Insurance plans with high deductibles—that is, plans that require patients to pony up large sums of money before insurance starts paying for care—are becoming increasingly popular. And, according to an AP poll, they are preventing people from getting the care they need. Among poll respondents, 19% of privately insured adults say that they have neglected to go to the doctor when they were sick. That number jumped to 29% for people with high-deductible plans.
"We saw a very interesting opportunity," says Yifan Zhang, the CEO of Pact. "There's no reason your deductible has to be a dumb deductible—an incentive that doesn’t change. If we can change people's behavior, we’re generating value for insurance companies."
Pact (formerly known as Gym Pact), already has an app that allows users to make commitments and make or lose money depending on whether they follow through. There are currently three kinds of pacts available: Gym Pact, which counts any run, bike ride that takes more than 30 minutes, visit to the gym, or 10,000 steps of walking as a workout; Veggie Pact, where members take photos of their fruit and vegetable consumption and get them verified by the community; and Food Log Pact, which lets members make money from consistent food logging on MyFitnessPal.

____

## Questions
A – In the Pact excerpt, what percentage of people with high-deductible plans reported skipping a doctor visit while sick?
B – Write the paragraph that would come next in the Pact excerpt, following on from its final sentence.
The material after this excerpt about Pact has no connection to it.

## Stored data
____

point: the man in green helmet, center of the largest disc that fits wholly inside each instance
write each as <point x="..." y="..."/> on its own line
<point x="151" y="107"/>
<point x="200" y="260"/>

____

## Results
A – 29%

B –
Say you want to start exercising three times a week. For every day you work out, you'll get a cash reward. Fail to meet your three times a week threshold, though, and you lose cash, which then goes into the pool that pays members who fulfill their commitments. Pact tracks exercise using GPS (to see whether you're actually at your local gym and that you're staying there for at least 30 minutes), step trackers like Fitbit, partner apps like RunKeeper, and an internal step tracker.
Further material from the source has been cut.